• _EXERCISE_
Copy the items below verbatim, from their first line through the line containing "[(640, 306), (262, 256)]", including both ends.

• _RECORDS FOR THIS TASK_
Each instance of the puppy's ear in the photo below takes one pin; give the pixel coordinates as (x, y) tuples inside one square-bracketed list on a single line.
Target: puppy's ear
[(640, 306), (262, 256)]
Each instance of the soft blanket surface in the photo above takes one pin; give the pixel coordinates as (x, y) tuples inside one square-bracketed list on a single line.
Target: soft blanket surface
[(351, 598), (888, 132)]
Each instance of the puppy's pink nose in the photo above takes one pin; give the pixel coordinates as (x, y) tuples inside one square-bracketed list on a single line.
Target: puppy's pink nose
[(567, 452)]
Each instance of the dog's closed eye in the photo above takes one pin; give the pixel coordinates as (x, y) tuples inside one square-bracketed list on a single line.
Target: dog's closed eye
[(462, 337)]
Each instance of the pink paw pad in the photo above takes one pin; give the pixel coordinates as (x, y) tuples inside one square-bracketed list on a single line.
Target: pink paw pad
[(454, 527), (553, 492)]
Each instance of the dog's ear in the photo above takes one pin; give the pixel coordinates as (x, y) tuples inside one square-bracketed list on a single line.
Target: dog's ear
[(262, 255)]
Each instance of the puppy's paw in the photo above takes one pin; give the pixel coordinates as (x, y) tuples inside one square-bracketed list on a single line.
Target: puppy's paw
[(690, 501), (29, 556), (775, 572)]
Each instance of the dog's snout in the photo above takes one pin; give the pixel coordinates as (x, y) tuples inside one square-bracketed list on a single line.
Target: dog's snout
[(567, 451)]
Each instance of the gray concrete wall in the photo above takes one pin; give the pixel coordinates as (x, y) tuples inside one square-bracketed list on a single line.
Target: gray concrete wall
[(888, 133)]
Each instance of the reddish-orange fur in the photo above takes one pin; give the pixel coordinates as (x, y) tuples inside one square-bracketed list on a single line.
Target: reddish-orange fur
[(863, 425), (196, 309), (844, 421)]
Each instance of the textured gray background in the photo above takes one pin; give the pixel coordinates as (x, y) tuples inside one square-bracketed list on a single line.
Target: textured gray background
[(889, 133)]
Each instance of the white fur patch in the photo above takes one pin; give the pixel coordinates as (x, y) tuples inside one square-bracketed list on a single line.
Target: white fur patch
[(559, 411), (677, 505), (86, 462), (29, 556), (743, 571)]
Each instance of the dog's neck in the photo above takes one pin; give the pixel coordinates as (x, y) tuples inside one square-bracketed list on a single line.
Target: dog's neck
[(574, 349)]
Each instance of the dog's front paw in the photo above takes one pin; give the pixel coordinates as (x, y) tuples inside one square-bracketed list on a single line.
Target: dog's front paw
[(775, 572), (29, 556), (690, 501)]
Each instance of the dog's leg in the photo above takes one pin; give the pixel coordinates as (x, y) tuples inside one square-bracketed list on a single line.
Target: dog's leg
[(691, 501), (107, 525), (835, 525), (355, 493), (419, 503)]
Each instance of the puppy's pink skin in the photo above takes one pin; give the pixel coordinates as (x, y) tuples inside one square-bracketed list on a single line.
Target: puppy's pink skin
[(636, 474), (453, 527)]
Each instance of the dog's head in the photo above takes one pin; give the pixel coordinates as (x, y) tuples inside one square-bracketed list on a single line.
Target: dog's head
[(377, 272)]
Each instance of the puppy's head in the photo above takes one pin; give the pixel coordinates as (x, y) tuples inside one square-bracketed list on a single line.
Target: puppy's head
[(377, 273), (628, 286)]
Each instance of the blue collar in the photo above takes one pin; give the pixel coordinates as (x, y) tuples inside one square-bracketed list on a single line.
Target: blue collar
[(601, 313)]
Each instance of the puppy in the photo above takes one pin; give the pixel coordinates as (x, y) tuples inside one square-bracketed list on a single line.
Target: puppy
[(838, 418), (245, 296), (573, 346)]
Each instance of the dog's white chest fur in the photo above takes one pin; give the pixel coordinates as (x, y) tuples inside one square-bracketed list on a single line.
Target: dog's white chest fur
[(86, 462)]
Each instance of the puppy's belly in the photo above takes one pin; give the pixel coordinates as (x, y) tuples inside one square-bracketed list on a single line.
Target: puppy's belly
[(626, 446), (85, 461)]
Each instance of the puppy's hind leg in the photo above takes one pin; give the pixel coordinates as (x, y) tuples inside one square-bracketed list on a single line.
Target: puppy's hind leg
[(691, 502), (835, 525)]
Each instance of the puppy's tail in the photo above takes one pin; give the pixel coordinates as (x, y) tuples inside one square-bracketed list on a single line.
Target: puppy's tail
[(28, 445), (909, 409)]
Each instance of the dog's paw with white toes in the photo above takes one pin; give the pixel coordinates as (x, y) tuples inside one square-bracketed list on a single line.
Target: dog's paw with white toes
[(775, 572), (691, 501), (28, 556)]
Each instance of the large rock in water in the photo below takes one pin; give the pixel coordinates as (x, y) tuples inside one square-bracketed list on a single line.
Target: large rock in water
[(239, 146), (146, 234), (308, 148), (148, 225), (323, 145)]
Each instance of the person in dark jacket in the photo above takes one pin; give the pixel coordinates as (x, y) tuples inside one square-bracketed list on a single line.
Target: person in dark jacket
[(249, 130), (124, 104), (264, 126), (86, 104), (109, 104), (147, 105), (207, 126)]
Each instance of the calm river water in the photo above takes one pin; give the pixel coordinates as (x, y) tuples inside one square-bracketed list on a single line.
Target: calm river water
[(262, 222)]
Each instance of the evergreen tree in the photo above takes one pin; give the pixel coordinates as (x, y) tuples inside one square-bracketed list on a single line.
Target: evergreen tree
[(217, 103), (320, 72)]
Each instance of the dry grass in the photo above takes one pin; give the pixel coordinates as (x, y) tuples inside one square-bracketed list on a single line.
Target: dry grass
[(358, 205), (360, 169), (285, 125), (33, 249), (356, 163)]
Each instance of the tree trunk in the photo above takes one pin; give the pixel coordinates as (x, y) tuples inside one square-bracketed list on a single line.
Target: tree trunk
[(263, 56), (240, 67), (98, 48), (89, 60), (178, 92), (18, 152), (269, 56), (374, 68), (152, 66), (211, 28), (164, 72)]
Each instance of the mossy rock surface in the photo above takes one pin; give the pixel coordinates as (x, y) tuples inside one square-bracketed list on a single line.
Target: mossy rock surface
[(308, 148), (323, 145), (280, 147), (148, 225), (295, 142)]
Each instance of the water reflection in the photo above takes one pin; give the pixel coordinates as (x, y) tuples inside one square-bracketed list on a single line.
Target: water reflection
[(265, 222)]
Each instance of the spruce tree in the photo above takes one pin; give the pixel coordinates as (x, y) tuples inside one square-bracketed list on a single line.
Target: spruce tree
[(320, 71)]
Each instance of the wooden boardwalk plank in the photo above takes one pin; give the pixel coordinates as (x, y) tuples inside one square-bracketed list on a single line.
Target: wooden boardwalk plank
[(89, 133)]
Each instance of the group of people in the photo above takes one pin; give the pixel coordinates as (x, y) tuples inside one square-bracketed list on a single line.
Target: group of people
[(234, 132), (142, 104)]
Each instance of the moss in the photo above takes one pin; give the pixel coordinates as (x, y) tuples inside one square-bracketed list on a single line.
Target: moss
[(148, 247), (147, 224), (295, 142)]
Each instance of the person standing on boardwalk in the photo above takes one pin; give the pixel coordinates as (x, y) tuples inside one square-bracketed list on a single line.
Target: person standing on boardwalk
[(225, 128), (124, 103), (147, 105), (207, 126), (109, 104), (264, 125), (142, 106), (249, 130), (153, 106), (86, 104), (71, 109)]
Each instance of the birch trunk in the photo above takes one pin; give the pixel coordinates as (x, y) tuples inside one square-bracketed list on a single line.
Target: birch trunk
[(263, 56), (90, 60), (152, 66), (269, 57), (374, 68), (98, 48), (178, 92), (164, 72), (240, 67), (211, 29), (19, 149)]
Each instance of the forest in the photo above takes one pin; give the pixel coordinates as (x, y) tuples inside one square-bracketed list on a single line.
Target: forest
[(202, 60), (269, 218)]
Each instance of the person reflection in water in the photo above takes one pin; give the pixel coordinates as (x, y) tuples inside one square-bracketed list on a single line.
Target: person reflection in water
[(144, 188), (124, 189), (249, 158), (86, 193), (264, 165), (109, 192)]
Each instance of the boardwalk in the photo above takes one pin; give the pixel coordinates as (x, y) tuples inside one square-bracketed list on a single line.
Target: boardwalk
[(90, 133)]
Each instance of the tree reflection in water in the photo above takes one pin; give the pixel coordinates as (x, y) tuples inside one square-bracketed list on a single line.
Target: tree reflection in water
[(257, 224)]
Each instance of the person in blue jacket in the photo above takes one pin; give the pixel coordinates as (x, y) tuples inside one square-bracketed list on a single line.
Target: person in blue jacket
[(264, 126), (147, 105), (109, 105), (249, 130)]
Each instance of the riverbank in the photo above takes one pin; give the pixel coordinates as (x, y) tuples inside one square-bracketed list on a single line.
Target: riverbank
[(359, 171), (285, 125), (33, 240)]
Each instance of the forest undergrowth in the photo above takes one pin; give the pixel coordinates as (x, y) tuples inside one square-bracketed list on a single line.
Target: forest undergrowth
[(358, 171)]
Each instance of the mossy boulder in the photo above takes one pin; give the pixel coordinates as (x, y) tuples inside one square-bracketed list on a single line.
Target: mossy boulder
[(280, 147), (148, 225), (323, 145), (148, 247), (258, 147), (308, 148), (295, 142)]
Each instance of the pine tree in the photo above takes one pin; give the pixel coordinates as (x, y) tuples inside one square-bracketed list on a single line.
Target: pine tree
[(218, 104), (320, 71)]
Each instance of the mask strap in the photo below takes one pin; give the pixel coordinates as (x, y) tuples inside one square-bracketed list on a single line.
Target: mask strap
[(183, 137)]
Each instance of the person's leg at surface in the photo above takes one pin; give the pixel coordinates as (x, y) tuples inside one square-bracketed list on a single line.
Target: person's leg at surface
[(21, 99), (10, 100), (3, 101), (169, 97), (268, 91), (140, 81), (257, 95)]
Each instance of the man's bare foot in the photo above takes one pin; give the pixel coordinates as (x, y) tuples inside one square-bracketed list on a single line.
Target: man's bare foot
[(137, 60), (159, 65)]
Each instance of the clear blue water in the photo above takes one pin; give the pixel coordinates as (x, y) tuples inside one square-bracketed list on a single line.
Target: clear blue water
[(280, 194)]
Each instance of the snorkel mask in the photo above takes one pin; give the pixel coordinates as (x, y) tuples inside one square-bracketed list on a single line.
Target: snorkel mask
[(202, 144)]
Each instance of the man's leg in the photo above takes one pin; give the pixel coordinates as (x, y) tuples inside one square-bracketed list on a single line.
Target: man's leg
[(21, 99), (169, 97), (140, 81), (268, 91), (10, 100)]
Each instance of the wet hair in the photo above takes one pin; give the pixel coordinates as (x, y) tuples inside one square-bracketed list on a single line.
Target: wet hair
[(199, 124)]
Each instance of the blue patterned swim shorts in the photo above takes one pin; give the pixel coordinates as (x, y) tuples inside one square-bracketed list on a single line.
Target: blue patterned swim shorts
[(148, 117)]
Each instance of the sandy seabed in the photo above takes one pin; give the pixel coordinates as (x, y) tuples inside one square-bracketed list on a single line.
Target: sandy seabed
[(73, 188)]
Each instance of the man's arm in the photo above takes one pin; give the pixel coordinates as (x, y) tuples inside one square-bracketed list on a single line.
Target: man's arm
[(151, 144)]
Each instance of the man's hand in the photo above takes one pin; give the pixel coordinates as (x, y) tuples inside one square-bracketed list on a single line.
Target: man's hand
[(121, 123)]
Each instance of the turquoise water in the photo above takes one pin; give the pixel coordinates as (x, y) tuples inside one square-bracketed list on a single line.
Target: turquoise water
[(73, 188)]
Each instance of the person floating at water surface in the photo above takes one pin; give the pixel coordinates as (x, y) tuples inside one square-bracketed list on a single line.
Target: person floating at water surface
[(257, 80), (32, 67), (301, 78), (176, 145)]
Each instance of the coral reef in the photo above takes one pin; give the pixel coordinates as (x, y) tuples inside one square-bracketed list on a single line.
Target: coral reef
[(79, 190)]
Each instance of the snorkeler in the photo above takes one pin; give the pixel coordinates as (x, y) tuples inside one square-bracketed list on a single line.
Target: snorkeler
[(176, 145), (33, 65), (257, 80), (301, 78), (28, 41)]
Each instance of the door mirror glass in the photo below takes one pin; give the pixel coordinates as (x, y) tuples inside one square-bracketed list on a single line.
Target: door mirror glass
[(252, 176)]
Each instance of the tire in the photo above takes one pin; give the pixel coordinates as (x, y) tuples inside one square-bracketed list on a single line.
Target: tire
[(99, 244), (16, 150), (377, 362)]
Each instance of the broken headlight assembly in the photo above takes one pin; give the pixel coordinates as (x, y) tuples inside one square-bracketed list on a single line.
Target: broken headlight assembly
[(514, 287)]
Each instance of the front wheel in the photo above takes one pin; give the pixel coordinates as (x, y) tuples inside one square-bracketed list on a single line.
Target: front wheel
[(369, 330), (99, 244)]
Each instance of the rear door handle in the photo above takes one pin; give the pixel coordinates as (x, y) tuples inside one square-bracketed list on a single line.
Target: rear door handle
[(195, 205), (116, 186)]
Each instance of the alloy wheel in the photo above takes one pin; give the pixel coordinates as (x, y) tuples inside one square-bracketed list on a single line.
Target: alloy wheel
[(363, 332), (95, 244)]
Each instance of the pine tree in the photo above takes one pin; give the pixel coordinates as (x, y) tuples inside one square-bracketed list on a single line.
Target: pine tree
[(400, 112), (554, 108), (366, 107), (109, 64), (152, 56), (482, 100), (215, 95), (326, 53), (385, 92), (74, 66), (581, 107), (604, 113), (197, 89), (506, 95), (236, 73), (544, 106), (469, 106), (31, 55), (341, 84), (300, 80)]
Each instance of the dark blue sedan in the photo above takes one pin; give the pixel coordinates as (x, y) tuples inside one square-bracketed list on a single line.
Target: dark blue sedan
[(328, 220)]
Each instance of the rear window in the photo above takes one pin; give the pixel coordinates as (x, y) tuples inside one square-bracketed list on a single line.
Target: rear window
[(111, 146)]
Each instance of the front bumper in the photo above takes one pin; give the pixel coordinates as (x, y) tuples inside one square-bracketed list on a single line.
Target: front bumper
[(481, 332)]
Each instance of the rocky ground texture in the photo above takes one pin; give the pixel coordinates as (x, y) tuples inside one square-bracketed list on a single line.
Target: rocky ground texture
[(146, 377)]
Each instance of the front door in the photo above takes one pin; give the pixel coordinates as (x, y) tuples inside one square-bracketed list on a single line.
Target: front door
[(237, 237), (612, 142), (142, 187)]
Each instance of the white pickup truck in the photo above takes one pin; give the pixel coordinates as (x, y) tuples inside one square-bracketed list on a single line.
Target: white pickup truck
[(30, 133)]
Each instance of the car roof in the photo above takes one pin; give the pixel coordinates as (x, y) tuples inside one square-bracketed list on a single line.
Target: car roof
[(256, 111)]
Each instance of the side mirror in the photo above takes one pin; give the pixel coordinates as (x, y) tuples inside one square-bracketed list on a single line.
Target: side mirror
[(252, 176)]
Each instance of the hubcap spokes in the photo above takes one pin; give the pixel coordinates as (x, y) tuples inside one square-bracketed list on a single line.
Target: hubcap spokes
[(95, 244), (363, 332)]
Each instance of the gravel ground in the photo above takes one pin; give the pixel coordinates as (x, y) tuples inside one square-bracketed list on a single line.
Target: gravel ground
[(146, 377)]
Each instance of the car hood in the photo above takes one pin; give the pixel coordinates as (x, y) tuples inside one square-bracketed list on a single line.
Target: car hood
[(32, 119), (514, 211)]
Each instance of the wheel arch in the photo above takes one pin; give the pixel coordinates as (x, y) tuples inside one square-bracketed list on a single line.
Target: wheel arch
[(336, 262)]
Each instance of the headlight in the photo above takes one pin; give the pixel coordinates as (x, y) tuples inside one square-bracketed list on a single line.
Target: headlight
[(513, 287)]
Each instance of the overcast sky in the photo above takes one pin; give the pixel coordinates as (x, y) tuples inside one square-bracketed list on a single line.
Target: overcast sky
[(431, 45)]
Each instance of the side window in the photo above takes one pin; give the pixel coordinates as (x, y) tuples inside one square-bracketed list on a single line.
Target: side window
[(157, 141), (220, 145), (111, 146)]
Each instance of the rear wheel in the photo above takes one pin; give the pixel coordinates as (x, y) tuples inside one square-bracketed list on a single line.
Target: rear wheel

• _ANSWER_
Each instance of the puppy's ear in the photo below takes one pin; give the pixel coordinates as (x, y) tuples inside one square-bracketed list on a single line.
Target: puppy's ear
[(640, 306), (262, 256)]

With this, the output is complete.